Teks Latihan:
+ + + + +
Mengapa Pemerintah Indonesia Doyan Menggunakan Jasa Influencer?
Mulaii dari mensosialisasikan penanganan virus corona, kampanye 10 titik destinasi baru untuk mempromosikan pariwisata, rancangan undang-undang Cipta Kerja, kereta cepat, RKUHP, sosialisasi penerimaan peserta didik baru, dan kini IKN.
Egi mengatakan pemerintah lagi-lagi menggunakan influencer untuk sebuah kebijakan atau proyek yang bermasalah.
"IKN ini investasinya tidak ada yang masuk dari luar negeri, lalu kami juga menemukan masalah dari sisi pengadaan barang dan jasanya, ... dan proyek tersebut tidak berjalan sesuai target," ujar Egi.
"Pemerintah pada akhirnya kemudian menggunakan jasa influencer untuk mengelabui publik, supaya [proyek] itu terlihat berjalan dengan baik dan anggaran publik digunakan untuk memberikan informasi yang tidak patut atau tidak tepat bagi publik."
Akademisi dari Universitas Indonesia dengan kepakaran kebijakan publik, Lina Miftahul Jannah menilai pelibatan influencer bisa jadi sah-sah saja, "tetapi kata kuncinya adalah evidence-based, harus berdasarkan bukti di lapangan."
"Sebagai contoh, pembangunan IKN katanya tidak merusak lingkungan, tapi faktanya ada lingkungan yang dikorbankan, yakni hak masyarakat adat, dan ini bukan kajian satu-dua orang, tapi dilakukan oleh banyak akademisi."
Menurut Lina, masalah muncul ketika pemerintah mengabaikan bukti dan sains yang seharusnya menjadi basis kebijakan atau evidence and science-based policy.
"Sehingga ketika pemerintah harus mengemasnya agar menjadi dianggap 'legal' dan diketahui semua orang, ... nah, orang Indonesia kan mudah percaya dengan influencer," jelas Lina.
+ + + + +
Tugas A:
Tentukan apakah setiap pernyataan berikut sesuai dengan teks tentang penggunaan influencer oleh pemerintah. Jawab ya atau tidak, lalu kutip kata-kata teks yang menentukan. (i) Egi menyatakan bahwa proyek IKN tidak berjalan sesuai target. (ii) Lina Miftahul Jannah adalah akademisi dari Universitas Gadjah Mada. (iii) Menurut Lina, pelibatan influencer harus berdasarkan bukti di lapangan.
Tugas B:
Salin tanpa perubahan bagian teks tentang penggunaan influencer oleh pemerintah, mulai dari "Mulaii dari mensosialisasikan" sampai "proyek yang bermasalah.".

Data Tercatat:
+ + + + +
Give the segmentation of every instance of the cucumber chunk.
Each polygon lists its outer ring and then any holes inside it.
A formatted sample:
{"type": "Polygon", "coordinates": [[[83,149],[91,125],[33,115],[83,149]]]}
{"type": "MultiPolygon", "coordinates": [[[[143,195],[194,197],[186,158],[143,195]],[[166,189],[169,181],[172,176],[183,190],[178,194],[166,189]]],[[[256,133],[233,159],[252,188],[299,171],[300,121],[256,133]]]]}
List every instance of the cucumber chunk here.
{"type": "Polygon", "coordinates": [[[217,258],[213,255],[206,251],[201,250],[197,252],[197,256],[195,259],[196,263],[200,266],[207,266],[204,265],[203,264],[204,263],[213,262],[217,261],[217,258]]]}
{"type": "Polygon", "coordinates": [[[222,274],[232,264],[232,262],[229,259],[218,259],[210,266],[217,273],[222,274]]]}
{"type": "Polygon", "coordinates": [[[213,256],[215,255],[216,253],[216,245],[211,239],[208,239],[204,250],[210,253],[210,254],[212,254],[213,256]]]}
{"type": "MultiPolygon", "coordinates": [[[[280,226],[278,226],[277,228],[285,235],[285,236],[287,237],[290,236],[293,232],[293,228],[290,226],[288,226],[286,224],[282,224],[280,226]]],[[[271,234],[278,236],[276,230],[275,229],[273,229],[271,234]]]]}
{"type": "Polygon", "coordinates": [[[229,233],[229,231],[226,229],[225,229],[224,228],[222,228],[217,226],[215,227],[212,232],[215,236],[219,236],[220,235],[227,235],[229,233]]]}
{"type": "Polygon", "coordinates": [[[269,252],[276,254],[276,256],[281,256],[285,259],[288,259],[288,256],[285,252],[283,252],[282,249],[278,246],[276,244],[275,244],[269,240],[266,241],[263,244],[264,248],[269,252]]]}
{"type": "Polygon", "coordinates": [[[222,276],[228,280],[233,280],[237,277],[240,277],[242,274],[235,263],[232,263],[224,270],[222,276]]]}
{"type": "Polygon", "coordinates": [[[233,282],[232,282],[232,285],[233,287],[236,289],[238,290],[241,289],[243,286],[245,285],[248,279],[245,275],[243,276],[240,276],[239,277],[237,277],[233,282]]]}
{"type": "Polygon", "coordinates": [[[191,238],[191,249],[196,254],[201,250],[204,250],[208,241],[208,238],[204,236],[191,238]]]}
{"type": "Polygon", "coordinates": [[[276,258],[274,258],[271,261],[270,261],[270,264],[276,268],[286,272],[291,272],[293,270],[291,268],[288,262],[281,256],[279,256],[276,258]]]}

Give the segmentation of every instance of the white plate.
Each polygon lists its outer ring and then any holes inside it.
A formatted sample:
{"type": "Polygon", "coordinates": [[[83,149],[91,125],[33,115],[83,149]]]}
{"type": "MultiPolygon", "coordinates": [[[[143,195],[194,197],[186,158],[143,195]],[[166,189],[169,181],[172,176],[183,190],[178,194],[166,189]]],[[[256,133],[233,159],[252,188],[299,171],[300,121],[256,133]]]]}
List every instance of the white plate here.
+ + + + +
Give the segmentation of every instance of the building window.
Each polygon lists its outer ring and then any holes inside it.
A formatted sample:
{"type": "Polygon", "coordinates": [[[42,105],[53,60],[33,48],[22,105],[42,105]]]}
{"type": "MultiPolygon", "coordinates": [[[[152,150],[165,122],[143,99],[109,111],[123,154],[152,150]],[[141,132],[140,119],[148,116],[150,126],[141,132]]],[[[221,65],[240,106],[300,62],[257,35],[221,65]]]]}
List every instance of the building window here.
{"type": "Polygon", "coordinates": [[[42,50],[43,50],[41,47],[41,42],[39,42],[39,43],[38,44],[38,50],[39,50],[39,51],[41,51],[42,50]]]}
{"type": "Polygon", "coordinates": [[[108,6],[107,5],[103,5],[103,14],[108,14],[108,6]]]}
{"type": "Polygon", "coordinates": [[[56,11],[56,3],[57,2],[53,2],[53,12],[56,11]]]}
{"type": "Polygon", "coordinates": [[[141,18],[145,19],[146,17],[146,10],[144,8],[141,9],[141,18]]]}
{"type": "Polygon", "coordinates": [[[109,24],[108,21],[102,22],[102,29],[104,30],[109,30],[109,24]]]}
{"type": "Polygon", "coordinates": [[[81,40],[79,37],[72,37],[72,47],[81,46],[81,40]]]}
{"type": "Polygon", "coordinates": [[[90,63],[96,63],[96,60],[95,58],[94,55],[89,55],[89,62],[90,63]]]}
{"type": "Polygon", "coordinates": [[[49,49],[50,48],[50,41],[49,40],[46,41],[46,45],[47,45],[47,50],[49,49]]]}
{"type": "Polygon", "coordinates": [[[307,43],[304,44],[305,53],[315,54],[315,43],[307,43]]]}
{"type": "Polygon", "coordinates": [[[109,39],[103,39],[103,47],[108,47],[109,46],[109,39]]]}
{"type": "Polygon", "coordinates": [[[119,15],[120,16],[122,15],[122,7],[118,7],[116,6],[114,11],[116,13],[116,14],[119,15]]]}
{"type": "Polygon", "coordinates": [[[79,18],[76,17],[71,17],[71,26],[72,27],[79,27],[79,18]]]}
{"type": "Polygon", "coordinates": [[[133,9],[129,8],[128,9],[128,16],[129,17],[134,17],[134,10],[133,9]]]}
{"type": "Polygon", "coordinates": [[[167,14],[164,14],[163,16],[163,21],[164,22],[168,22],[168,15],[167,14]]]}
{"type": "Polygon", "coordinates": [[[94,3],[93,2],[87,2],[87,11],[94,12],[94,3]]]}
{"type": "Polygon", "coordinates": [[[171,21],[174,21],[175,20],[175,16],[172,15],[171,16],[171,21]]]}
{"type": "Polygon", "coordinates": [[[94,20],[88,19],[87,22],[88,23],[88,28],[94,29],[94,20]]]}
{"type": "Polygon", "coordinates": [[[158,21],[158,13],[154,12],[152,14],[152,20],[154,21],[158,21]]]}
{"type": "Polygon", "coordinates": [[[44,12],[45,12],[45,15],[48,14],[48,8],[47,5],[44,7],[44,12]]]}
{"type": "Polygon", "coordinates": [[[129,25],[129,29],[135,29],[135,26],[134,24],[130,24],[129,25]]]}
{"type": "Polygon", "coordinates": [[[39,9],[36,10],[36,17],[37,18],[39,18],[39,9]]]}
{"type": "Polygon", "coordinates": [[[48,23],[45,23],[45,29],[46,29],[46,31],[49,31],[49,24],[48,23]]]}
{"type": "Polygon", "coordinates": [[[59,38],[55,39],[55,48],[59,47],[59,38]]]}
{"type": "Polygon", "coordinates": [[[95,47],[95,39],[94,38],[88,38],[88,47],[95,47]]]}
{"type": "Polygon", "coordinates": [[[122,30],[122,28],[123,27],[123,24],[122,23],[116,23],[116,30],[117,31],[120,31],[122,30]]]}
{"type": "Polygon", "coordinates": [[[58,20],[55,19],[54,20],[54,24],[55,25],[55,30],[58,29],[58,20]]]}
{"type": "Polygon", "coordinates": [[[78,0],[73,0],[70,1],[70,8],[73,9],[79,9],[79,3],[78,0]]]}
+ + + + +
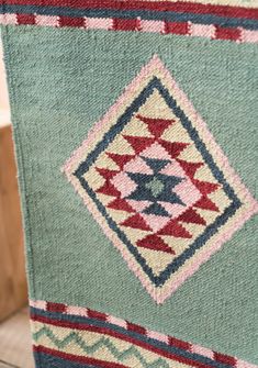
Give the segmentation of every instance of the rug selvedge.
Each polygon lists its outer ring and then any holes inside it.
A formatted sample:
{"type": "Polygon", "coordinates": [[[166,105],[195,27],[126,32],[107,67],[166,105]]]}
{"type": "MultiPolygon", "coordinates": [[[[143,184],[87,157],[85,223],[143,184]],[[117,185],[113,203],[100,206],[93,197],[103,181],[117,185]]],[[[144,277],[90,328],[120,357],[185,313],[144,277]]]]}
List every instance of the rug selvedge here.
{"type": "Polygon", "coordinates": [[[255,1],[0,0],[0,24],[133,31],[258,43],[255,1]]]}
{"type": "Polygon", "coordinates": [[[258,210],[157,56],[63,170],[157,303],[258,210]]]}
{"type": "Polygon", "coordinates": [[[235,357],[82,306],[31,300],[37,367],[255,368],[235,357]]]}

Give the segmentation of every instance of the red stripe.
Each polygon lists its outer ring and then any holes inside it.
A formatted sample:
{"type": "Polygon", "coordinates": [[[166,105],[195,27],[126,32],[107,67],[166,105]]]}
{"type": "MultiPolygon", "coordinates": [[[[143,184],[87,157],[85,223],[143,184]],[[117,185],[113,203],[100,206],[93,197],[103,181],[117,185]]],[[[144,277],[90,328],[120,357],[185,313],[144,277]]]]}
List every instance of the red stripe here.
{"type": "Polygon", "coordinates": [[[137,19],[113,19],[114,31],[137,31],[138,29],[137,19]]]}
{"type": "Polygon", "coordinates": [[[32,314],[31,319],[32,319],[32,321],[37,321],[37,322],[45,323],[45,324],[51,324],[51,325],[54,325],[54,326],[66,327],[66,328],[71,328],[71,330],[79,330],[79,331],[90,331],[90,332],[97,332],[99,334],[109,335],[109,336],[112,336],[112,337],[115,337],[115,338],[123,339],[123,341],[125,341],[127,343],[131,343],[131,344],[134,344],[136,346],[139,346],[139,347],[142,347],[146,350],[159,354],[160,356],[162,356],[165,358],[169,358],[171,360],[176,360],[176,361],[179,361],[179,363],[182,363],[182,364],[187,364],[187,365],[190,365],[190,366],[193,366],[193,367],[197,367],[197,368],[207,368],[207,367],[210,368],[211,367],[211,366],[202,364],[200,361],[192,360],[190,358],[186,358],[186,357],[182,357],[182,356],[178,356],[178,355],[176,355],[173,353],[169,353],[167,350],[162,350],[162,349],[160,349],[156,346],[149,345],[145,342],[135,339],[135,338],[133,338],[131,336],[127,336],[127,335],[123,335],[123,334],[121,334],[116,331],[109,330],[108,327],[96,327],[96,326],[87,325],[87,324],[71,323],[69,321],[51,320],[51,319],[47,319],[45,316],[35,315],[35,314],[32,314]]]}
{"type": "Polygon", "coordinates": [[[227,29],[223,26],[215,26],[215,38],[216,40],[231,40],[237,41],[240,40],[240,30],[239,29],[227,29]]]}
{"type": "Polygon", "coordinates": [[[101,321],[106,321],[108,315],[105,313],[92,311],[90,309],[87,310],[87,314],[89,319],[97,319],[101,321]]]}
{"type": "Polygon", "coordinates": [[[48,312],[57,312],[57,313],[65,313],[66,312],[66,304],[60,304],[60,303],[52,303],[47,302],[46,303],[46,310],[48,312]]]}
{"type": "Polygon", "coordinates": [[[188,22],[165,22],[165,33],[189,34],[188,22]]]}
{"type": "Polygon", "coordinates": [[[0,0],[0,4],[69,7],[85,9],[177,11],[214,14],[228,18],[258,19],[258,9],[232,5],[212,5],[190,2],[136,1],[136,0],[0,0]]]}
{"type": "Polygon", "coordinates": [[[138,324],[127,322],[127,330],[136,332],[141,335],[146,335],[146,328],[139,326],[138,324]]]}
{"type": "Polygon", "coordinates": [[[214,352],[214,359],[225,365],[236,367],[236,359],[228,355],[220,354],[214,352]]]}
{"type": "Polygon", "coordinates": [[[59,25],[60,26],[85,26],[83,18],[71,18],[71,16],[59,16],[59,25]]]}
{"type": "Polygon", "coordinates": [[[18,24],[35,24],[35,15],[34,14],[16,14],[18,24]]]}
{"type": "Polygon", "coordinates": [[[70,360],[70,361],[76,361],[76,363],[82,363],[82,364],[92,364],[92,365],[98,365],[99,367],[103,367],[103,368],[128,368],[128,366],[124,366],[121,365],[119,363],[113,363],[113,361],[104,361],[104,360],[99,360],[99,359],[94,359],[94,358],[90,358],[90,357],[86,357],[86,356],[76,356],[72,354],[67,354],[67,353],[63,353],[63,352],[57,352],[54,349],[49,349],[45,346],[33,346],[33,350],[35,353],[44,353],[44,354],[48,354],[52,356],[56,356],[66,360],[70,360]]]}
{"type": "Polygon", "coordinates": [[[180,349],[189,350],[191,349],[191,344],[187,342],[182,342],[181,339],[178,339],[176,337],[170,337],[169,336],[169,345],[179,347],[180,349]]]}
+ + + + +
Kotak Jawaban A:
(i) Ya: "dan proyek tersebut tidak berjalan sesuai target"
(ii) Tidak: "Akademisi dari Universitas Indonesia"
(iii) Ya: "harus berdasarkan bukti di lapangan"

Kotak Jawaban B:
Mulaii dari mensosialisasikan penanganan virus corona, kampanye 10 titik destinasi baru untuk mempromosikan pariwisata, rancangan undang-undang Cipta Kerja, kereta cepat, RKUHP, sosialisasi penerimaan peserta didik baru, dan kini IKN.
Egi mengatakan pemerintah lagi-lagi menggunakan influencer untuk sebuah kebijakan atau proyek yang bermasalah.